Extracted records:
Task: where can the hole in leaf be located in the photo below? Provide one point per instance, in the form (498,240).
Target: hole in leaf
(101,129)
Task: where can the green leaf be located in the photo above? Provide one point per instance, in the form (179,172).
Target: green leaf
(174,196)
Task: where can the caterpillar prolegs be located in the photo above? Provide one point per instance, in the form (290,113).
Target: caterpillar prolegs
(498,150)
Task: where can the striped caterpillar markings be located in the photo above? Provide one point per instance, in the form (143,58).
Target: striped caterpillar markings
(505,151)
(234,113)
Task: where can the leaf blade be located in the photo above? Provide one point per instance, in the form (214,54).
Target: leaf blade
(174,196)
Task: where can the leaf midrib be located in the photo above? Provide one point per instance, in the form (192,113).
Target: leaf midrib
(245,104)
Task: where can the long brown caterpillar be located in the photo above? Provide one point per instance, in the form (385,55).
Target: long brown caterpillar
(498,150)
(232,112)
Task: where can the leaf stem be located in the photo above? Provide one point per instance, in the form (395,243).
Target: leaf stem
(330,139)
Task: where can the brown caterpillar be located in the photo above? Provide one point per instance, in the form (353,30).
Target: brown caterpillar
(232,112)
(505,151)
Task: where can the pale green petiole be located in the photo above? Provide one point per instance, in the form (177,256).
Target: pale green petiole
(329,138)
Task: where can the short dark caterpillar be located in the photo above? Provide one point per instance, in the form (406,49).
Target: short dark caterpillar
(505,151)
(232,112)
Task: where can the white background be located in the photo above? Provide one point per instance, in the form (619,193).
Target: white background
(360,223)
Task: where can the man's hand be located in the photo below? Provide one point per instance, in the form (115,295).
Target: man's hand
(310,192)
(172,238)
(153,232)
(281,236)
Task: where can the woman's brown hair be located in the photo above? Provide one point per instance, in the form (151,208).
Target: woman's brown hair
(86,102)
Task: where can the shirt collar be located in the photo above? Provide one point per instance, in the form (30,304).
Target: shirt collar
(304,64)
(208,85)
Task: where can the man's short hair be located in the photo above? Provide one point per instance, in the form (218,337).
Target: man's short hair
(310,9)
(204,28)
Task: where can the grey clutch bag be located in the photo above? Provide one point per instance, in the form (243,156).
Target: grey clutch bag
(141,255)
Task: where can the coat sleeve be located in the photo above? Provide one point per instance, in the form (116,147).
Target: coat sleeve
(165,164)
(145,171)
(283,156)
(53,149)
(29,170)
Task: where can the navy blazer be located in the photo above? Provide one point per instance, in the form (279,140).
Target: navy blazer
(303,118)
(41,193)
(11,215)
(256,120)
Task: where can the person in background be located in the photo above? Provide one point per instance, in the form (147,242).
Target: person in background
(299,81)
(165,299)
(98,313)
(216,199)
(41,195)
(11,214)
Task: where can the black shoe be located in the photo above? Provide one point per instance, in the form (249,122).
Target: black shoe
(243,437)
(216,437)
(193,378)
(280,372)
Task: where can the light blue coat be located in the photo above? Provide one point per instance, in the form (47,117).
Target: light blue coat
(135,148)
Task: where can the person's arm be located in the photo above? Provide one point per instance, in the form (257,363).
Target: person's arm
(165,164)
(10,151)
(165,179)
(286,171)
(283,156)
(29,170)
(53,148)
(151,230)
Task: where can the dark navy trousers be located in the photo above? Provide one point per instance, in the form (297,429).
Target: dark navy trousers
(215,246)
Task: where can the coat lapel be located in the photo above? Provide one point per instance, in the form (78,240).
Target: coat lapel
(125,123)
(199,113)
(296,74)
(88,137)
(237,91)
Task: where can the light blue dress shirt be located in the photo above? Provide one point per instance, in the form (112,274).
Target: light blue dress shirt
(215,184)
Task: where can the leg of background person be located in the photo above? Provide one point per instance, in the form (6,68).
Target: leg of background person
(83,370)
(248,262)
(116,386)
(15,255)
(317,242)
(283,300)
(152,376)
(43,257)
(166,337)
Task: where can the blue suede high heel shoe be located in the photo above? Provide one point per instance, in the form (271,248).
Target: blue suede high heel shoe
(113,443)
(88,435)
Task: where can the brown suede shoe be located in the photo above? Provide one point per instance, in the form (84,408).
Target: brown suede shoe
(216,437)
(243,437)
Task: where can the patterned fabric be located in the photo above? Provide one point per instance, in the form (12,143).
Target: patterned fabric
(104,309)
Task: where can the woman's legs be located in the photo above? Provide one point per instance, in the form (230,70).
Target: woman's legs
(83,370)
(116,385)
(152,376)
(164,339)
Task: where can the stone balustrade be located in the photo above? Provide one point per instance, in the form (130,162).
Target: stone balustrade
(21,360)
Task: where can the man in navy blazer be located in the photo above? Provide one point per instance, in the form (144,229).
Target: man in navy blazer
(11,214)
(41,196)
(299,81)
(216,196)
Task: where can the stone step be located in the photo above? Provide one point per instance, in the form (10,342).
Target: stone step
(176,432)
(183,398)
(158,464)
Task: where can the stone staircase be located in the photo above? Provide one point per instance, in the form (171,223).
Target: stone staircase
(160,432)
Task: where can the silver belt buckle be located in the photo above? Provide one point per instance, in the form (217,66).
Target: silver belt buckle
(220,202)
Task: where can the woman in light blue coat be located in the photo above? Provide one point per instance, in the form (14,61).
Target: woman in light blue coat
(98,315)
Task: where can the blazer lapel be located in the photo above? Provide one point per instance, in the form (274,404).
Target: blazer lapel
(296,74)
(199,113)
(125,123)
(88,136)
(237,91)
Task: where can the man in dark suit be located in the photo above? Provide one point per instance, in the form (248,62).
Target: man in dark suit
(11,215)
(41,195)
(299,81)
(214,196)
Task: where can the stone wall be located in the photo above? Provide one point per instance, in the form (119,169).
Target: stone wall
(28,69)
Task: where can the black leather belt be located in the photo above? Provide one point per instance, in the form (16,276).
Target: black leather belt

**Your task**:
Give all of the entries again, word for word.

**Answer section**:
Task: where can the hole in leaf be located in the photo below? Provide one point per instance, in the form (498,240).
Target: hole in leaf
(101,129)
Task: where can the green leaf be located in the photo above? Provide one point per instance, in the form (179,172).
Target: green leaf
(174,196)
Task: where can the caterpillar prolegs be located in the photo above? Provide one point per instance, in the form (290,113).
Target: caterpillar prolegs
(498,150)
Task: where can the striped caterpillar markings be located in the photo above? Provide one point per instance, in the form (143,58).
Target: striped caterpillar markings
(505,151)
(234,113)
Task: where can the leaf blade be located in the photo above? Provide one point per instance, in the form (214,54).
Target: leaf blade
(174,196)
Task: where can the leaf midrib be located in the photo above? Provide one point per instance, in the form (192,113).
Target: leaf midrib
(245,104)
Task: where can the long brown caterpillar be located in the photo above? Provide one point per instance, in the form (385,55).
Target: long brown caterpillar
(498,150)
(232,112)
Task: where can the leaf stem be located in the photo above? Provide one point per instance, in the form (395,243).
Target: leaf stem
(330,139)
Task: where can the brown caterpillar be located in the photo above? Provide one point per instance, in the form (353,30).
Target: brown caterpillar
(232,112)
(505,151)
Task: where can the pale green petiole be located in the photo above? Provide one point per instance, in the form (177,256).
Target: pale green petiole
(329,138)
Task: where can the short dark caterpillar be located in the photo above? Provide one point per instance, in the form (406,49).
Target: short dark caterpillar
(505,151)
(232,112)
Task: where can the white background be located in the photo above? Provide one point per instance, in the form (619,193).
Target: white background
(360,223)
Task: where can the man's hand be located in the photo below? Provide one point per instance, in the form (115,295).
Target: man's hand
(310,192)
(172,238)
(153,232)
(281,236)
Task: where can the woman's brown hair be located in the photo above? Provide one point per instance, in the form (151,208).
Target: woman's brown hair
(86,102)
Task: where can the shirt collar be located in the photo above? Provide one point per instance, in the form (30,304).
Target: shirt collar
(304,64)
(208,85)
Task: where can the man's short hair be located in the photo above? Provide one point per instance, in the form (218,337).
Target: man's short hair
(310,9)
(204,28)
Task: where can the grey clutch bag be located in the photo above? Provide one point per instance, in the form (243,156).
Target: grey clutch bag
(141,255)
Task: where can the coat sleeve be located in the photo above? Provide one point per instance, in the form (116,147).
Target: coat sleeve
(165,164)
(145,171)
(283,156)
(53,149)
(29,170)
Task: where can the navy blazer be located in the photo above? Provide one point per instance, in the form (279,140).
Target: navy blazer
(303,118)
(41,193)
(11,215)
(256,120)
Task: where can the person in background be located in the photo above? Provide one point per instance, in the form (147,242).
Target: person in background
(299,81)
(165,299)
(98,313)
(216,199)
(41,195)
(11,214)
Task: where can the black shoe be located in the photo above? Provide one point per instance, in the form (249,122).
Target: black shoe
(243,437)
(216,437)
(193,378)
(280,372)
Task: where can the light blue coat be located in the photo above? Provide one point per instance, in the form (47,117).
Target: light blue coat
(135,148)
Task: where can the person's arm be located in the photo above? Provide one point per instance, in the form (257,363).
Target: person's arm
(165,164)
(10,151)
(165,179)
(286,171)
(283,156)
(29,170)
(53,148)
(151,230)
Task: where can the dark navy trousers be located in the photo above? Provide one point per instance, in the form (297,429).
Target: dark navy trousers
(215,246)
Task: where can the coat lapel be located in the photo above? Provide one point per instance, in the form (78,240).
Target: coat lapel
(125,123)
(199,113)
(296,74)
(88,137)
(237,91)
Task: where can the light blue dress shirt be located in the photo above? Provide one point per instance, in the form (112,274).
Target: light blue dress shirt
(215,184)
Task: where can the leg of background person be located in the photo above? Provide one point per instance, in the form (6,68).
Target: leg of background person
(83,370)
(248,262)
(116,386)
(15,255)
(317,242)
(283,300)
(152,376)
(43,257)
(166,337)
Task: where can the blue suede high heel shoe be located in the photo above? Provide one point per instance, in the form (271,248).
Target: blue suede high heel shoe
(113,443)
(88,435)
Task: where can the brown suede shoe be located in the photo above? Provide one point per instance, in the form (84,408).
Target: brown suede shoe
(216,437)
(243,437)
Task: where can the patterned fabric be located in the photo above? Provide one point per instance, in the form (12,143).
Target: patterned fabric
(104,309)
Task: where can the woman's legs be located in the photo above? Provide one point per instance, in the form (230,70).
Target: woman's legs
(83,370)
(116,385)
(152,376)
(164,339)
Task: where can the stone balustrade be located in the photo above? Provide one point per instance, in the form (130,162).
Target: stone balustrade
(21,360)
Task: where can the man in navy blazer be located in the photo above? Provide one point per instance, in the form (144,229).
Target: man in navy blazer
(11,214)
(41,196)
(299,81)
(216,196)
Task: where can the stone step be located in the photo above? Provide one point per instance, in the form (10,342).
Target: stone step
(176,432)
(183,398)
(158,464)
Task: where can the stone staircase be located in the photo above? Provide one point per instance, in the form (171,223).
Target: stone staircase
(160,432)
Task: where can the silver belt buckle be located in the photo above? Provide one point per instance, in the form (217,66).
Target: silver belt buckle
(220,202)
Task: where can the woman in light blue coat be located in the photo above? Provide one point per instance, in the form (14,61).
Target: woman in light blue coat
(98,315)
Task: where can the blazer lapel be located in the photo above? Provide one point per instance, in the form (274,404).
Target: blazer lapel
(296,74)
(199,113)
(125,123)
(88,136)
(237,91)
Task: where can the man in dark suit be located in the photo above? Provide one point per instance, in the form (248,62).
Target: man in dark suit
(11,215)
(41,195)
(299,81)
(214,196)
Task: where can the stone wall be located in the photo above? Provide one point per instance, in the form (119,169).
Target: stone wall
(28,69)
Task: where can the black leather belt be located in the photo above? Provide one point per instance, in the form (16,276).
Target: black leather belt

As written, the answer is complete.